# Texte à lire
========================

Sans prétendre ajouter à ce que le père Armogathe a si bien dit de la vie spirituelle de Marc Fumaroli, je voudrais souligner enfin que la beauté fut son chemin instinctif vers la vérité, car ce qui ne rayonne pas de beauté ne peut ouvrir à la moindre vérité. Il n’a jamais polémiqué contre la culture populaire, mais contre sa massification par de fausses élites, qui interdit au peuple l’accès à la beauté ; contre le règne du concept en art et en littérature ; donc contre la fin de l’art au sens de Hegel. Il tenait, avec Kant, pour le beau qui plaît sans concept. Il recommandait l’esthétique comme une ascèse envers le concept, en exacte opposition à la vulgate du Musée imaginaire : l’art et la littérature n’ont rien d’une facile jouissance, d’un agrément paresseux, mais demandent le travail d’un long apprentissage. Il s’agit d’acquérir un sixième sens, au-delà même du sens commun qui, selon Aristote, organise les cinq sens, pour que l’entendement y distille le concept en une révélation et que le beau surgisse en personne. C’est-à-dire comme le vrai, qui s’impose sans ou contre nos conceptions, notre désir et nos idoles.

========================

# Données fournies
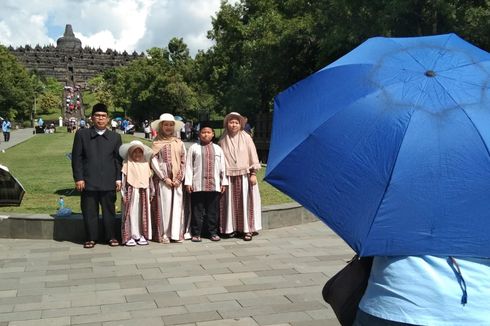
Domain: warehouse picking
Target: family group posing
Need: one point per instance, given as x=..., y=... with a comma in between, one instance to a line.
x=168, y=194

========================

# Travail à faire
[1] D'après le texte sur Marc Fumaroli, avec quel philosophe tenait-il pour le beau qui plaît sans concept ?
[2] Prolongez le texte sur Marc Fumaroli à partir de sa dernière phrase.

# Tâches corrigées
[1] Avec Kant.

[2]
Je lui appliquerai ce qu’il disait d’Érasme (qu’il se voulait pour modèle) : « Un “stade esthétique” et ironique [...] est la meilleure propédeutique possible au “stade religieux” » (Partis pris). Qu’on ne s’étonne pas, en songeant à son sourire, qu’il ait reconnu, en profond catholique qu’il était, « l’ironie théologique du Christ » (Partis pris).

 

[1] Décédé le 24 juin 2020 à Paris.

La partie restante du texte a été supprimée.